**Aim**
Identify each line in the material below that contains the string "puddle", and copy those lines.

**Data lines**
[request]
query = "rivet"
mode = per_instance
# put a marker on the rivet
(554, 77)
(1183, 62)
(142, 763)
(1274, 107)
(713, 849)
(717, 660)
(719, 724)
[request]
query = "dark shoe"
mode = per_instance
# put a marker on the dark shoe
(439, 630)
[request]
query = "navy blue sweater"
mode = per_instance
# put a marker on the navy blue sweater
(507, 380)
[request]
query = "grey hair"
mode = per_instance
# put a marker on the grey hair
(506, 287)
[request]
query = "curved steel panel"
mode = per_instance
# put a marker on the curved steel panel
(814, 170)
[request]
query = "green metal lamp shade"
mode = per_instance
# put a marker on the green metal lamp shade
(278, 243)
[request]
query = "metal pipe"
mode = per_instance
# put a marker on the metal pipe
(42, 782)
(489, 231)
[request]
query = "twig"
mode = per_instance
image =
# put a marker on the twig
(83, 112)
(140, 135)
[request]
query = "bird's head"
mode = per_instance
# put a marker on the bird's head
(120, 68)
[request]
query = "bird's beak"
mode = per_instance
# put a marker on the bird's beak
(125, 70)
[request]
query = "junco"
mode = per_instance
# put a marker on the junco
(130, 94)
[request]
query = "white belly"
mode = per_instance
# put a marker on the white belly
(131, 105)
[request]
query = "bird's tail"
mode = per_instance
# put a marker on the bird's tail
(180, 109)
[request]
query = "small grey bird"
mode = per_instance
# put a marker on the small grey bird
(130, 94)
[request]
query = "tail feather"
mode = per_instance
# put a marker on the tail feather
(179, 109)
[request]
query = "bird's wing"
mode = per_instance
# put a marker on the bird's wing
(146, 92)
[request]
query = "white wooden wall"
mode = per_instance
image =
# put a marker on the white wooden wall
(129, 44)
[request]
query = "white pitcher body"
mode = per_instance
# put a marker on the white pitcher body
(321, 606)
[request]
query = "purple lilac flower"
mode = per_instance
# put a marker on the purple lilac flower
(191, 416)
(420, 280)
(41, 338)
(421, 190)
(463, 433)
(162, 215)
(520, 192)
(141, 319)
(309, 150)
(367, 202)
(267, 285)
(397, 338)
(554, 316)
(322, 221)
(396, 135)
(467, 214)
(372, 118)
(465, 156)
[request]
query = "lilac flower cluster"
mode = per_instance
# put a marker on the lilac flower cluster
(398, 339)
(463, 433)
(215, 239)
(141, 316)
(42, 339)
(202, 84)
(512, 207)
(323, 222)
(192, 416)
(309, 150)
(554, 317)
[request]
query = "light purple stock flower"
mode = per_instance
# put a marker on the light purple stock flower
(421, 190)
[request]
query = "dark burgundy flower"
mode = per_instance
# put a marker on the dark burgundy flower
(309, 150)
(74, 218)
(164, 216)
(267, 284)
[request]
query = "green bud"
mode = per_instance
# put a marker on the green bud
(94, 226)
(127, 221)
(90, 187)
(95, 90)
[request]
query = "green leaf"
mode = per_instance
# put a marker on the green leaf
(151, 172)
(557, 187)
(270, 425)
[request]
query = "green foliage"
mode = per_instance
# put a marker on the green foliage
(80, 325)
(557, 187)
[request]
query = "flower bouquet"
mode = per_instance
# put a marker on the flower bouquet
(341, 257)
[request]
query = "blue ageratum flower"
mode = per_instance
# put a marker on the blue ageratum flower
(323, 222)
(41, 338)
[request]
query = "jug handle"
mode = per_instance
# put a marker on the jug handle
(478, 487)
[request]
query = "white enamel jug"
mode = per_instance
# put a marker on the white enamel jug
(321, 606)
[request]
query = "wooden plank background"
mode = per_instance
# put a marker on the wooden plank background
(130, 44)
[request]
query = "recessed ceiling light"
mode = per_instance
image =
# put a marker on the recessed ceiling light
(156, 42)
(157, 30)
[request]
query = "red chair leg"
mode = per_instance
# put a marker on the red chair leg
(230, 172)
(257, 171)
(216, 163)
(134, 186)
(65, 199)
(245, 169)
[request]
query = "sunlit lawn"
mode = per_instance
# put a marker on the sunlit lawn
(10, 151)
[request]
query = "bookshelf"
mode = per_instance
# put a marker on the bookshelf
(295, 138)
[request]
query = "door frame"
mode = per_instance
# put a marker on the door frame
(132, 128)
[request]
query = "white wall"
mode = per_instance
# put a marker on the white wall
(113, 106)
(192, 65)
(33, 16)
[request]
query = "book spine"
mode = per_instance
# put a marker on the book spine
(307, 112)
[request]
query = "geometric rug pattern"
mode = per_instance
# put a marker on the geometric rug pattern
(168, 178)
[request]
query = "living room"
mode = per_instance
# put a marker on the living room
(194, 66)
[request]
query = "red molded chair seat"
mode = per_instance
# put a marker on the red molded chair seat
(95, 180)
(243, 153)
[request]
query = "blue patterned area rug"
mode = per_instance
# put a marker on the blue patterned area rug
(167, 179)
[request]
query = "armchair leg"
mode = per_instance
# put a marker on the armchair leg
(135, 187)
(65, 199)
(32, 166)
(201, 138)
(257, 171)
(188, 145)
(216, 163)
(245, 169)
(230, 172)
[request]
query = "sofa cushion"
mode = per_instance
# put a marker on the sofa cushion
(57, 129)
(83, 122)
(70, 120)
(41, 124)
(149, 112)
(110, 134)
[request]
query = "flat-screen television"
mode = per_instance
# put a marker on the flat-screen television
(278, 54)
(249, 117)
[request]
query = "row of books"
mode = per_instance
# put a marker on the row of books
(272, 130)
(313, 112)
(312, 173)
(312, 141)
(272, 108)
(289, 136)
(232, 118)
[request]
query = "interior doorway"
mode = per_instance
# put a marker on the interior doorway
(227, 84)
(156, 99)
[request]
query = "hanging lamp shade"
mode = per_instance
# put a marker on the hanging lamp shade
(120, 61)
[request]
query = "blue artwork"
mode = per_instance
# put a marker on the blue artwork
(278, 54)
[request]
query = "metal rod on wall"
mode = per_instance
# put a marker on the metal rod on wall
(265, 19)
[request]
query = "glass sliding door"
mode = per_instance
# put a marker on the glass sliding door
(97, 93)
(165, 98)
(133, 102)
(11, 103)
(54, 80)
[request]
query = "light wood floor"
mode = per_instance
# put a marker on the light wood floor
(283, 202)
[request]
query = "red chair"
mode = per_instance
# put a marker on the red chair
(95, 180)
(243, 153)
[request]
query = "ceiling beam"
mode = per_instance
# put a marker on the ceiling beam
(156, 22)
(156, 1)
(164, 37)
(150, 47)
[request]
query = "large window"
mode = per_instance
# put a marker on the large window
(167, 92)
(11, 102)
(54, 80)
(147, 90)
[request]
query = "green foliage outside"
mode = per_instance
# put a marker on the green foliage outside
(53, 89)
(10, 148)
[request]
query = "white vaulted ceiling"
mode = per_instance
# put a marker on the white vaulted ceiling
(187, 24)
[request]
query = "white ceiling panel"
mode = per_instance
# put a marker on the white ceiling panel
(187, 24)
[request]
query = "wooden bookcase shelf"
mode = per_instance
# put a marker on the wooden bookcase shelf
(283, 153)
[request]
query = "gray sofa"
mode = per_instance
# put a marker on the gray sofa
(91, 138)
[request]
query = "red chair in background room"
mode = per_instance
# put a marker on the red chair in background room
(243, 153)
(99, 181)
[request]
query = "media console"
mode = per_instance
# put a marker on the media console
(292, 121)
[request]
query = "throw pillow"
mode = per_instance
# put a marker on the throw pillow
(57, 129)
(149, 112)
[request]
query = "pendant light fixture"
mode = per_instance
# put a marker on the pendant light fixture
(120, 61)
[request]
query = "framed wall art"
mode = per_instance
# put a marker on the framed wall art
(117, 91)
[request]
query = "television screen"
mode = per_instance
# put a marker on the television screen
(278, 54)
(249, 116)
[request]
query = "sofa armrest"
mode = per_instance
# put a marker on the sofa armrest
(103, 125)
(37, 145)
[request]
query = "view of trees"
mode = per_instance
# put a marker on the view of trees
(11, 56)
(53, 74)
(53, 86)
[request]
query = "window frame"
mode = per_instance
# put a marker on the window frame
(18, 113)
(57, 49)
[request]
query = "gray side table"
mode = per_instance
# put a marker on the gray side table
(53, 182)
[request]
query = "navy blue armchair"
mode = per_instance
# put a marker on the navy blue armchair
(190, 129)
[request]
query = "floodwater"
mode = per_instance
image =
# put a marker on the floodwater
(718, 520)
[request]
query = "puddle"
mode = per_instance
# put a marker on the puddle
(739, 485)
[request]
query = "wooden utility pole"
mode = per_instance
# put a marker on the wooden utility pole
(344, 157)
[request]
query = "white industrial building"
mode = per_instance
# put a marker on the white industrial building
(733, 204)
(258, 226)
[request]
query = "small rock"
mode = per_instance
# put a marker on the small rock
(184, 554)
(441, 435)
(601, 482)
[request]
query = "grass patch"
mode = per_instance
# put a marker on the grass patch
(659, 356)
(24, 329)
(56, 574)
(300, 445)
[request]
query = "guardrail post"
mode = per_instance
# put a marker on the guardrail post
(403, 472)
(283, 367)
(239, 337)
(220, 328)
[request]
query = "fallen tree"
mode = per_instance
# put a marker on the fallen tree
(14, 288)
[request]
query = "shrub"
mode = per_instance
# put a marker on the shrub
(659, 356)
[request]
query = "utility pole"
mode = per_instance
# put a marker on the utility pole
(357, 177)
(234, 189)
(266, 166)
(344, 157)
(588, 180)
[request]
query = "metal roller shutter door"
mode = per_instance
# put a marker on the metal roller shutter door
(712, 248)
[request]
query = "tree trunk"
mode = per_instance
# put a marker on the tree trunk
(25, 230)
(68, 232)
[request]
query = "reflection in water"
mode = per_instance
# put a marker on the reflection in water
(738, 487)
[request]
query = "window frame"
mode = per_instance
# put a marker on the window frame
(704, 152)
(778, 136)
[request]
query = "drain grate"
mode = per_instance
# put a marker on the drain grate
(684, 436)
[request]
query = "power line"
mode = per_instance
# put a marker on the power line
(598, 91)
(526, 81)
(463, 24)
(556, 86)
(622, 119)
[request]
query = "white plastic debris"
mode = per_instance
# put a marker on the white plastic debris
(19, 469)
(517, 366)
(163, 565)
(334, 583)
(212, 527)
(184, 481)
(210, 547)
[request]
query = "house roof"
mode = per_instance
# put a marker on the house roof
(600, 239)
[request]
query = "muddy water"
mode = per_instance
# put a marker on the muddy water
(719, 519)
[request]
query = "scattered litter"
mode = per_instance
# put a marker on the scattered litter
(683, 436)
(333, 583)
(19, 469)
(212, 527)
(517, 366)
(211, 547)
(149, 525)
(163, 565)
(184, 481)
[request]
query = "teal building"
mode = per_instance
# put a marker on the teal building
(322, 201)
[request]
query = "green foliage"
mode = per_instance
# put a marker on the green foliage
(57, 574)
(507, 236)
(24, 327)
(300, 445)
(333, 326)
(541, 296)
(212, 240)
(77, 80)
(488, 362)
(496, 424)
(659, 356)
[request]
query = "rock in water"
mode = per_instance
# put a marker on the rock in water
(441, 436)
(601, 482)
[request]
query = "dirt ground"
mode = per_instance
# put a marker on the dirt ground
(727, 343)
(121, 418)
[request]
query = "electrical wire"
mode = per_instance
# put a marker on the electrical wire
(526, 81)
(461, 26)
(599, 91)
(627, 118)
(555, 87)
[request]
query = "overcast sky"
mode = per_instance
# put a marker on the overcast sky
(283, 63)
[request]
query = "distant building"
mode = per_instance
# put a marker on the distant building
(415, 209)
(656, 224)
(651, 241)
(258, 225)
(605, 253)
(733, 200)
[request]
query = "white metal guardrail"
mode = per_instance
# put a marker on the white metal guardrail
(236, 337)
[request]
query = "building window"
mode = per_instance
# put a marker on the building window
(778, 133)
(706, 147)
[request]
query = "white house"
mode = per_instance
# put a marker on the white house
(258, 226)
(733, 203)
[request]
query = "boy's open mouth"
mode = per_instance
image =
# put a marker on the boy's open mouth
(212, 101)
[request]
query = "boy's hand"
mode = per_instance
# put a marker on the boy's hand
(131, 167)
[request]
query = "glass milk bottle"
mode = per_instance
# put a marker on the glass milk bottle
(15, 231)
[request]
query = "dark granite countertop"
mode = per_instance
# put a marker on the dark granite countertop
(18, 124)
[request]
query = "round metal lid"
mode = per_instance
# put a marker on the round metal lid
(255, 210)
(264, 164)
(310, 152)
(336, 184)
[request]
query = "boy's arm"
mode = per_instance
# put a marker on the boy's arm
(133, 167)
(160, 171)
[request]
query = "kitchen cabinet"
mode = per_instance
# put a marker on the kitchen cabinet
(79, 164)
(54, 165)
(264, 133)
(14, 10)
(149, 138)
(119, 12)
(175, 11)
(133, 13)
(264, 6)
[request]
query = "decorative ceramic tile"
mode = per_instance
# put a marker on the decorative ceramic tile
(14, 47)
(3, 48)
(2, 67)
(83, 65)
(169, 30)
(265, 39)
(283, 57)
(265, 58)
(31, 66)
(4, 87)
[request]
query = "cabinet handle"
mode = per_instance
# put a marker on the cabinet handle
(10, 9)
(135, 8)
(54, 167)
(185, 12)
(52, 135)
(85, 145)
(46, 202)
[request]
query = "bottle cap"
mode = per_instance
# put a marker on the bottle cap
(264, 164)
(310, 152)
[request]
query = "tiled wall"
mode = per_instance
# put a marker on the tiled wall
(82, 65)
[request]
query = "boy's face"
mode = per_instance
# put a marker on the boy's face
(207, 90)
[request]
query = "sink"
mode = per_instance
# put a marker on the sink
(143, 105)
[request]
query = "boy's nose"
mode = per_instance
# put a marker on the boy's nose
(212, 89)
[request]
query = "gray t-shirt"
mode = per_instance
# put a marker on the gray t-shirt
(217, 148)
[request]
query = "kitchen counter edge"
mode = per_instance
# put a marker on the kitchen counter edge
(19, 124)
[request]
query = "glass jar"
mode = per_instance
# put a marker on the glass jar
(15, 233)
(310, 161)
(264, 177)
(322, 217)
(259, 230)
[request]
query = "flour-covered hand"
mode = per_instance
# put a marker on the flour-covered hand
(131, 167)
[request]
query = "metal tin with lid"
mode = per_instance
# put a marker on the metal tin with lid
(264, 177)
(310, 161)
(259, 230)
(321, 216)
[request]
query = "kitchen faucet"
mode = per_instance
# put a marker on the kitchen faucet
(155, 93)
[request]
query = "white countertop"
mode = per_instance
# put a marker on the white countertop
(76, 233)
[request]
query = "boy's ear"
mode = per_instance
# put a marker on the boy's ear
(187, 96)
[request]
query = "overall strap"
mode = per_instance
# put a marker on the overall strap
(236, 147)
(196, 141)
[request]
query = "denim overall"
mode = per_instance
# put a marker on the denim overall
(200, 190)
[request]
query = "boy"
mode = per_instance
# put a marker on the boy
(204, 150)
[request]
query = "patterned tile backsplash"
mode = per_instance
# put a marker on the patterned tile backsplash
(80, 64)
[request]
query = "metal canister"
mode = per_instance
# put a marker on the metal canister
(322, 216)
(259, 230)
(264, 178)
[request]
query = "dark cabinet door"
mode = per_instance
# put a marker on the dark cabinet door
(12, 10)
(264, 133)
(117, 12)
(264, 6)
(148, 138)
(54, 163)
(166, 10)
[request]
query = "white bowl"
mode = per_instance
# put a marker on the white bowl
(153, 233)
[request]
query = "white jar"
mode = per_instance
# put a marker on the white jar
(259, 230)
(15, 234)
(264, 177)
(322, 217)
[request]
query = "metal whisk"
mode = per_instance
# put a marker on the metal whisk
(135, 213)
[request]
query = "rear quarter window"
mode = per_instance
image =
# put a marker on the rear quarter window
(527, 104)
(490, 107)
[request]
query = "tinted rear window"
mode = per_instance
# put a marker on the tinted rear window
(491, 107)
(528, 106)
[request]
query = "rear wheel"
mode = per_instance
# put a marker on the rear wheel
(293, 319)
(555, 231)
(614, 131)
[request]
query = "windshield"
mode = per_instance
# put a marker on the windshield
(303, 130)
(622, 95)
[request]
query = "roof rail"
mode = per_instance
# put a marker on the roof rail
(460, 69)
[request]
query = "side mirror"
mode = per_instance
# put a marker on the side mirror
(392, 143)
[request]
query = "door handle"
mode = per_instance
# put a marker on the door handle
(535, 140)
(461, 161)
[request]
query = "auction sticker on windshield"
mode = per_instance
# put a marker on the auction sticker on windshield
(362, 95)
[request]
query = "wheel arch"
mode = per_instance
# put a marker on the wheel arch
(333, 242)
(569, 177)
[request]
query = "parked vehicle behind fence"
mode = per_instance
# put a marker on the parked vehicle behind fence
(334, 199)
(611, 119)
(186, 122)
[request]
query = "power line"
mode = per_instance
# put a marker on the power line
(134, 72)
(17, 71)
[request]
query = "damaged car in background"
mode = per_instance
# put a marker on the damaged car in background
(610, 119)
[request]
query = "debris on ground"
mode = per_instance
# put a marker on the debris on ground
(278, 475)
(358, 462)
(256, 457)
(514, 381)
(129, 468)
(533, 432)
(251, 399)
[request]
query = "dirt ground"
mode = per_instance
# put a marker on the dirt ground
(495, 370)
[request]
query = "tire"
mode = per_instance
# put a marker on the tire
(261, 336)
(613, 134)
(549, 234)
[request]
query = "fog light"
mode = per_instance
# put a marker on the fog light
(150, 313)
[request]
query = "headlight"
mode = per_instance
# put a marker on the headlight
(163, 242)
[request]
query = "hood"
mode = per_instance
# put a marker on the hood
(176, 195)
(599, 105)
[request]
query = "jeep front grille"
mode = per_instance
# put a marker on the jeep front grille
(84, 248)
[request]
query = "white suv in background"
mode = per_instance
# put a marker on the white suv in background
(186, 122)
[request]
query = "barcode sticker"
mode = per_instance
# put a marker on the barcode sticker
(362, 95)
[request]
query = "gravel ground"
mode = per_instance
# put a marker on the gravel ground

**Answer below**
query = "puddle"
# put a marker on the puddle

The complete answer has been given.